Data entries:
◆ ◆ ◆ ◆ ◆

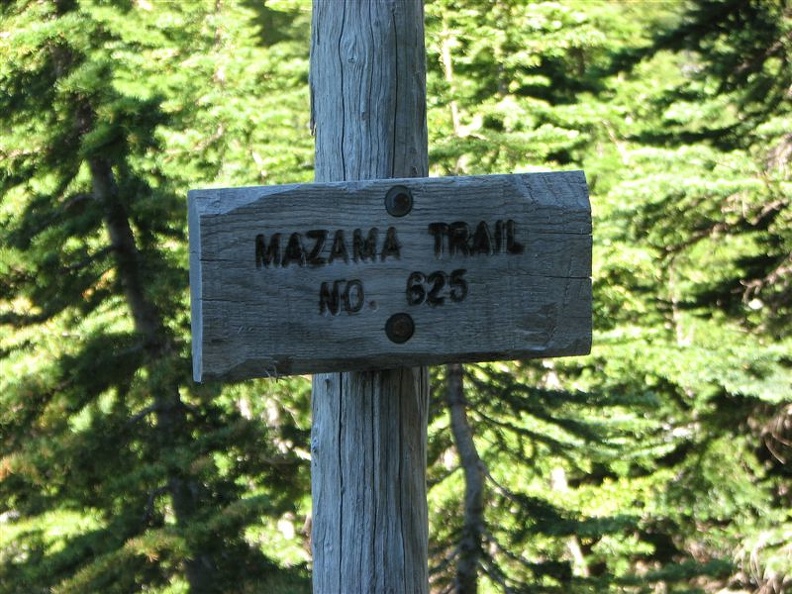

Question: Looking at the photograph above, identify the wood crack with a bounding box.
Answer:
[338,3,348,179]
[390,9,399,178]
[336,372,344,594]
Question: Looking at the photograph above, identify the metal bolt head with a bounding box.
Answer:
[385,313,415,344]
[385,185,413,217]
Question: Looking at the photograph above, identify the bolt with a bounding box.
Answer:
[385,185,413,217]
[385,313,415,344]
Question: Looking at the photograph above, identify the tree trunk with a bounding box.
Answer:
[89,156,217,593]
[447,363,485,594]
[309,1,430,592]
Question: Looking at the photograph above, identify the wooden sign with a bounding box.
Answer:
[188,171,591,381]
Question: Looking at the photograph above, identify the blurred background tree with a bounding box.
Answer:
[425,1,791,592]
[0,1,313,592]
[2,1,790,593]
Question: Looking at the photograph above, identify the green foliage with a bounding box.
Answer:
[1,1,312,592]
[424,1,792,592]
[2,0,791,592]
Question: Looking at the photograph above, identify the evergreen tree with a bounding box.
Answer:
[423,2,678,592]
[0,1,312,592]
[424,1,791,592]
[591,0,792,590]
[3,1,789,592]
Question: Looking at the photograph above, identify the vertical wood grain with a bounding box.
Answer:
[310,1,430,592]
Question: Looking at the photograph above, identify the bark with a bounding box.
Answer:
[309,1,430,592]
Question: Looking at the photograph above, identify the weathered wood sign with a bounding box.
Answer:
[188,170,591,381]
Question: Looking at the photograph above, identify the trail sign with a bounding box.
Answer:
[188,170,591,381]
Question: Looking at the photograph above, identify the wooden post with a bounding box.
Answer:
[309,1,430,592]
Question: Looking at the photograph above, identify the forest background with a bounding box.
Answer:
[1,0,790,593]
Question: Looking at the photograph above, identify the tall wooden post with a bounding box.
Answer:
[309,1,430,592]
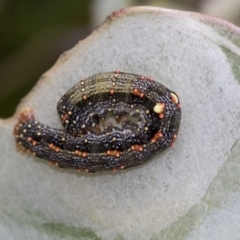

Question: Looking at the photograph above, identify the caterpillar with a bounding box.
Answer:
[14,71,181,172]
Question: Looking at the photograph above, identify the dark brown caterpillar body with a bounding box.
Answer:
[14,71,181,172]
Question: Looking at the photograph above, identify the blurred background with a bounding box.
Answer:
[1,0,240,118]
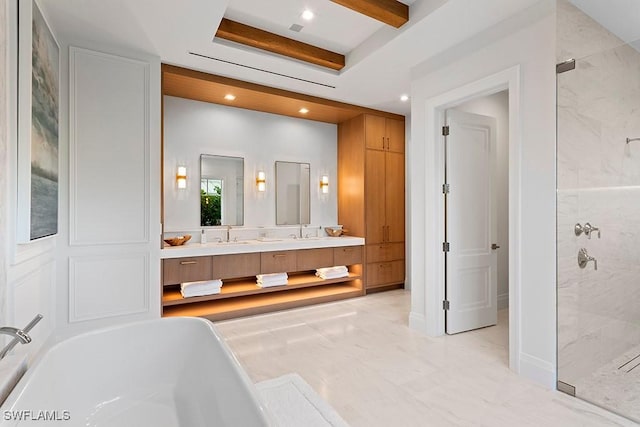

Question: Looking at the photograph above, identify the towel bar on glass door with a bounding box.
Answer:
[626,137,640,144]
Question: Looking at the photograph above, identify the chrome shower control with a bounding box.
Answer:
[583,223,600,239]
[578,248,597,271]
[575,222,601,239]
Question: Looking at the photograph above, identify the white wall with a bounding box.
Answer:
[163,96,338,233]
[1,0,56,361]
[0,0,7,326]
[409,7,557,386]
[54,42,161,333]
[455,91,509,309]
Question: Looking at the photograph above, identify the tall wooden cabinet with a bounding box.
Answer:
[338,114,406,291]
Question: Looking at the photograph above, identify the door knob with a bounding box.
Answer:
[491,243,500,250]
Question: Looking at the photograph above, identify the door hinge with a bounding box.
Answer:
[442,183,450,194]
[442,125,450,136]
[443,300,450,310]
[442,242,450,252]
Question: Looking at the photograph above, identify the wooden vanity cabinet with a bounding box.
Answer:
[212,253,261,280]
[163,256,213,285]
[339,113,406,291]
[161,244,364,321]
[261,251,297,274]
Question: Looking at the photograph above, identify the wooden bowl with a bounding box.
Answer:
[163,234,192,246]
[324,227,345,237]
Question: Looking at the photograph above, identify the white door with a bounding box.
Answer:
[445,109,497,334]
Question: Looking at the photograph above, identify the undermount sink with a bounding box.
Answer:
[255,237,283,242]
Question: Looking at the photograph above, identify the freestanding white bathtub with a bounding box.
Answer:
[1,317,271,426]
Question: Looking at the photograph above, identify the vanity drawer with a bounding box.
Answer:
[297,248,334,271]
[334,246,363,265]
[366,260,405,288]
[366,243,404,263]
[163,256,213,285]
[213,253,261,280]
[261,251,297,274]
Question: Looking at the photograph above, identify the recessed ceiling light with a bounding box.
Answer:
[224,94,236,101]
[400,94,409,102]
[299,108,309,114]
[301,9,314,21]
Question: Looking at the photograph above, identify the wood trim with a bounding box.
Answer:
[216,18,345,71]
[161,64,405,123]
[330,0,409,28]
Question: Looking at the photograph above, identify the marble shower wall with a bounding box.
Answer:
[557,0,640,386]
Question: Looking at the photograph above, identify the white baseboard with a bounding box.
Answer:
[519,352,556,389]
[498,292,509,310]
[408,311,428,335]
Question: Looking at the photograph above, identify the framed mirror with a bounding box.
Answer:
[200,155,244,226]
[276,161,310,225]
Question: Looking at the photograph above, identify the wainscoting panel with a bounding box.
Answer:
[69,254,149,322]
[69,47,150,246]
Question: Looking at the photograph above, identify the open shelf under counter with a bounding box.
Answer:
[162,283,364,321]
[163,272,362,307]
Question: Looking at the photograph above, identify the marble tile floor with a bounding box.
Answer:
[574,344,640,423]
[215,290,637,426]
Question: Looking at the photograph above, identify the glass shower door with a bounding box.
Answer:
[556,16,640,421]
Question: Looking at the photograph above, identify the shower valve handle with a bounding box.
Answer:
[583,223,600,239]
[578,248,597,271]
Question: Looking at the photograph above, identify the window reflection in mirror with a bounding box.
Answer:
[200,155,244,226]
[275,161,310,225]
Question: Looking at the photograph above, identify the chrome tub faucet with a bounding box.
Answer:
[0,314,43,360]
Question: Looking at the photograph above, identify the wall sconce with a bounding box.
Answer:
[320,175,329,194]
[176,166,187,189]
[256,171,266,192]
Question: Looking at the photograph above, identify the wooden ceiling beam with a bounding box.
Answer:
[215,18,345,71]
[330,0,409,28]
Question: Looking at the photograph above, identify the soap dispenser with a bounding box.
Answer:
[201,229,207,244]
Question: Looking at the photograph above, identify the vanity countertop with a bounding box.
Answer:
[160,236,365,259]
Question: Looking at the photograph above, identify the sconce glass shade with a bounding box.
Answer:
[176,166,187,189]
[321,175,329,194]
[257,171,266,192]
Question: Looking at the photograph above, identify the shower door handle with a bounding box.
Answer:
[578,248,597,271]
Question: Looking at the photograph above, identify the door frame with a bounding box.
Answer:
[414,65,521,372]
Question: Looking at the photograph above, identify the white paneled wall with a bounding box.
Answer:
[163,96,338,232]
[58,46,161,330]
[557,0,640,387]
[1,0,56,360]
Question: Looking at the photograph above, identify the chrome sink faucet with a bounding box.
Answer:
[0,314,43,360]
[226,225,231,243]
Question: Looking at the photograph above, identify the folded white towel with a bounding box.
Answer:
[257,279,288,288]
[256,273,288,281]
[256,272,288,288]
[316,266,348,275]
[315,266,349,279]
[317,271,349,280]
[181,279,222,298]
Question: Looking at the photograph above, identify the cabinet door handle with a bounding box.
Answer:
[273,254,287,258]
[180,261,197,265]
[382,136,385,148]
[387,137,390,150]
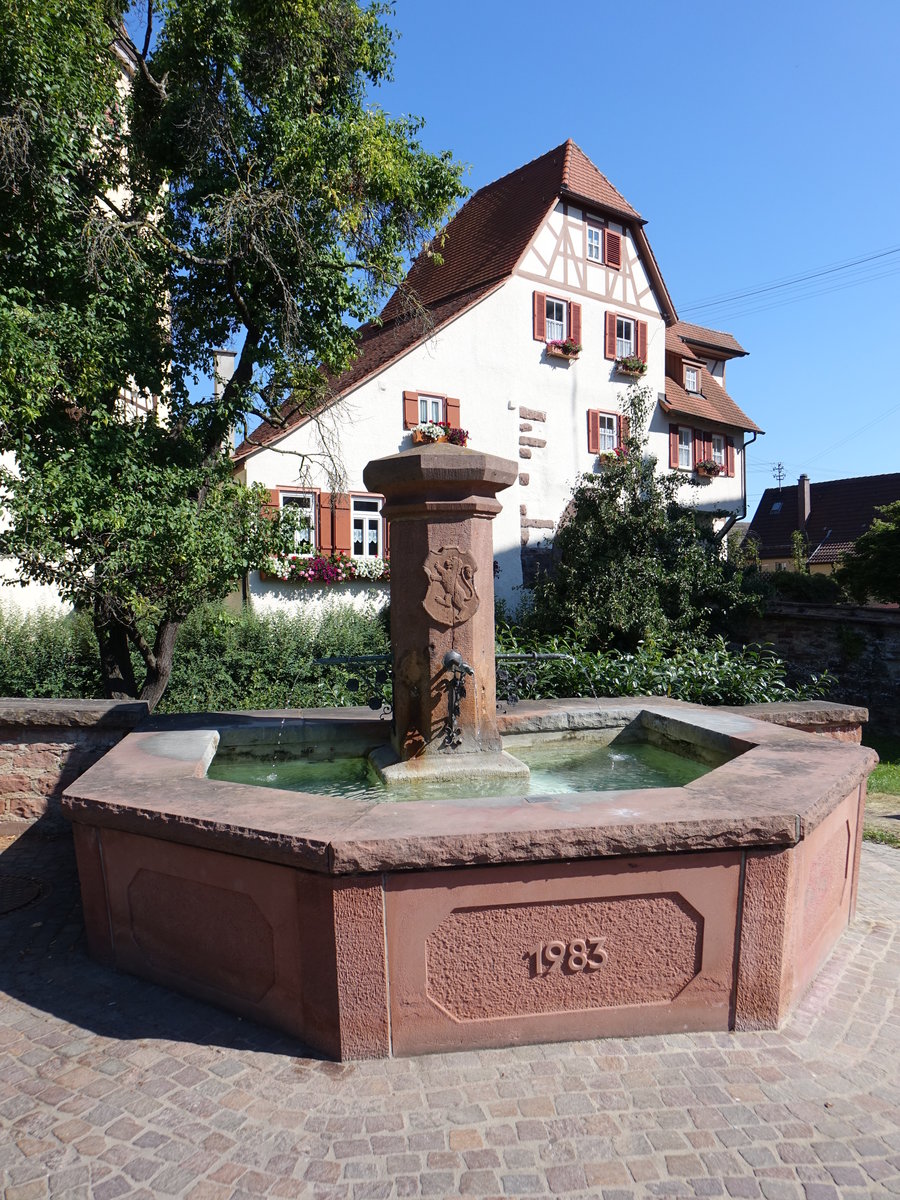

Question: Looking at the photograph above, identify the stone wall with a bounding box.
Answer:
[0,700,148,826]
[737,603,900,734]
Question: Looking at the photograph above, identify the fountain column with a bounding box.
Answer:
[363,442,525,783]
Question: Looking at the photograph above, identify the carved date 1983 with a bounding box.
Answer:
[532,937,608,976]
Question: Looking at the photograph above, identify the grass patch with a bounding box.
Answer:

◆ ◆ ◆ ◆ ◆

EXERCISE:
The pictures should be dropped, and every line above should be set down again exactly.

ANSWER BOX:
Question: Looking at the photograph above, identify the wood crack with a bounding box.
Answer:
[338,3,348,179]
[390,9,399,178]
[336,372,344,594]
Question: Looking at the photograph above, identify the metal bolt head with a bounding box.
Answer:
[385,313,415,344]
[385,185,413,217]
Question: Looking at the photograph above, identify the bolt with a bounding box.
Answer:
[385,185,413,217]
[385,313,415,344]
Question: Looking at the photograph above, identify the tree trunk with a bounding box.
Answer:
[89,156,217,593]
[447,363,485,594]
[309,1,430,592]
Question: Looking at the photograph above, identify the wooden sign with a bounding box.
Answer:
[188,171,591,381]
Question: Looking at the photograph above, identify the blurred background tree with a bounding box.
Answer:
[425,1,791,592]
[0,1,313,592]
[2,1,790,593]
Question: Looking at the photograph above, identify the green foliage with a bounding box.
Answer:
[1,1,312,592]
[424,1,792,592]
[2,0,791,592]
Question: Looking at the photograph above, identify the evergreen tree with a bounding box.
Answer:
[423,2,678,592]
[0,1,312,592]
[424,1,791,592]
[591,0,792,590]
[3,1,789,592]
Question: Looking at the photograph above, identify the vertical wood grain with a bounding box.
Answer:
[310,1,430,592]
Question: Looking at the photograph above, identify the bark with a bounding box.
Answer:
[309,1,430,592]
Question: Looking at the photograph above, identify the weathered wood sign with a bounding box.
Answer:
[188,170,591,381]
Question: Looking at the photograph above, identify the trail sign with a bounding box.
Answer:
[188,170,591,381]
Question: Looking at the photograph above, identify the wooden post with a bounding box.
Answer:
[309,1,430,592]
Question: Looking at the photograph above, identify the forest background with a bounding box.
Answer:
[1,0,790,593]
Question: Looking at the photograph above, identify the tall wooden post with a bounding box.
Answer:
[309,1,430,592]

Question: Looking at the photograph above, identify the caterpillar with a bounding box.
Answer:
[14,71,181,172]
Question: Looking at the photograph above, identify the dark brown caterpillar body with a bounding box.
Answer:
[14,71,181,172]
Question: Looking at the photograph above, identify the blurred background with a bounding box.
Answer:
[1,0,240,118]

Question: Looking at the photograph above, identify the towel bar on glass door with a bounding box.
Answer:
[626,137,640,144]
Question: Looking at the photograph above, identify the chrome shower control with a bounding box.
Answer:
[583,223,600,239]
[578,248,597,271]
[575,222,601,239]
Question: Looking at the photograph above, identify the white wall with a bounding box.
Answer:
[163,96,338,233]
[1,0,56,361]
[0,0,7,326]
[409,7,557,386]
[54,42,161,333]
[455,91,509,309]
Question: Looking at the photograph above, identify the tall wooden cabinet with a bounding box.
Answer:
[338,114,406,291]
Question: Looking at the photograph above, identify the door knob with a bounding box.
Answer:
[491,243,500,250]
Question: Looking at the photograph above, identify the door hinge with a bounding box.
Answer:
[442,183,450,194]
[442,125,450,136]
[443,300,450,310]
[442,242,450,252]
Question: Looking at the photograph above, identify the wooden vanity cabinet with a bounding box.
Answer:
[212,253,261,280]
[163,256,213,285]
[339,113,406,291]
[161,244,364,321]
[261,251,297,274]
Question: Looking at the photograph above, identify the wooden bowl with a bounding box.
Answer:
[163,234,192,246]
[324,227,345,237]
Question: Looking at the photograph above, identify the white door with a bounding box.
Answer:
[445,109,497,334]
Question: Looking at the photograph above, identify the undermount sink with a bounding box.
Answer:
[255,237,283,242]
Question: Looking at the photograph above, identify the freestanding white bathtub with a bounding box.
Answer:
[1,317,271,426]
Question: Looking at the photograph above, identify the vanity drawer with a bounding box.
Answer:
[297,248,334,271]
[334,246,363,265]
[366,260,405,288]
[366,243,404,263]
[163,256,213,285]
[213,253,261,280]
[261,251,297,274]
Question: Looking at the photograph above, identify the recessed ceiling light with a bounding box.
Answer:
[224,94,236,101]
[400,94,409,102]
[299,108,309,114]
[301,9,314,21]
Question: Looking at the photograph above, identify the wood trim with a bounding box.
Answer:
[216,18,345,71]
[161,64,405,123]
[330,0,409,28]
Question: Looking at the photograph above, identify the marble shower wall with a bounding box.
Answer:
[557,0,640,386]
Question: Looking at the photograph above, identify the white baseboard with a bounding box.
Answer:
[519,352,556,389]
[498,292,509,310]
[408,311,428,335]
Question: Looking at the photograph above, identify the framed mirror with a bounding box.
Answer:
[200,155,244,226]
[276,161,310,225]
Question: Looking at the photograph above, identify the wainscoting panel with a bounding box.
Answer:
[69,254,149,322]
[69,47,150,246]
Question: Looking at the photograph above, identify the open shelf under counter with a bounding box.
Answer:
[162,283,364,321]
[163,272,362,307]
Question: Looking at the photograph above, identify the marble tile floor with a bounding box.
Answer:
[574,344,640,423]
[215,290,637,426]
Question: Looking at the photograph above, identify the glass shower door with a bounding box.
Answer:
[556,16,640,421]
Question: Looking at the photograph above, identify the shower valve handle with a bounding box.
Answer:
[583,223,600,239]
[578,248,597,271]
Question: Looking at the photograph above, identify the window reflection in mirror with a bounding box.
Answer:
[200,155,244,226]
[275,161,310,225]
Question: Looking at the photograph above, identify the chrome tub faucet with a bounding box.
Answer:
[0,314,43,360]
Question: Looking at the photograph above, identify the wall sconce with a bounding box.
Answer:
[320,175,329,194]
[176,166,187,189]
[256,171,266,192]
Question: Looking at the photograph above, identify the wooden ceiling beam with a bounding box.
Answer:
[215,18,345,71]
[330,0,409,28]
Question: Looking at the photograph above, identify the soap dispenser with a bounding box.
Answer:
[201,229,207,244]
Question: Looking at the photograph above, identify the vanity countertop with a bounding box.
Answer:
[160,236,365,259]
Question: Looking at the photograph above, identify the sconce glass shade with a bounding box.
Answer:
[176,166,187,189]
[321,175,329,194]
[257,171,266,192]
Question: Looking at the photograph above, identify the shower door handle with a bounding box.
Answer:
[578,248,597,271]
Question: Looking at the photograph above, identify the door frame with a bounding box.
Answer:
[414,65,521,372]
Question: Looking at the photograph above, identify the white paneled wall with a bounding box.
Answer:
[163,96,338,232]
[58,46,161,330]
[557,0,640,387]
[1,0,56,360]
Question: Looking at the photograph above, identify the chrome sink faucet with a bounding box.
Answer:
[0,314,43,360]
[226,225,231,243]
Question: Looking at the photograph above, identify the folded white towel with a bounding box.
Answer:
[257,279,288,288]
[256,273,288,281]
[256,272,288,288]
[316,266,348,275]
[315,266,349,279]
[317,271,349,280]
[181,279,222,298]
Question: Looking at the photograph above, identify the cabinet door handle with a bounding box.
Answer:
[273,254,287,258]
[180,261,197,265]
[382,136,385,148]
[387,137,390,150]

Question: Looking at the photograph above, identify the stone wall with a bounding box.
Answer:
[0,700,148,826]
[737,603,900,734]
Question: Looking at the photograph above, identify the fountain column with a bounding box.
Answer:
[363,442,525,783]
Question: Looking at the photograph above, identify the carved date 1983 with a bounding box.
Answer:
[532,937,608,976]
Question: Looking at the photograph above, identify the grass patch with a bounding box.
Answer:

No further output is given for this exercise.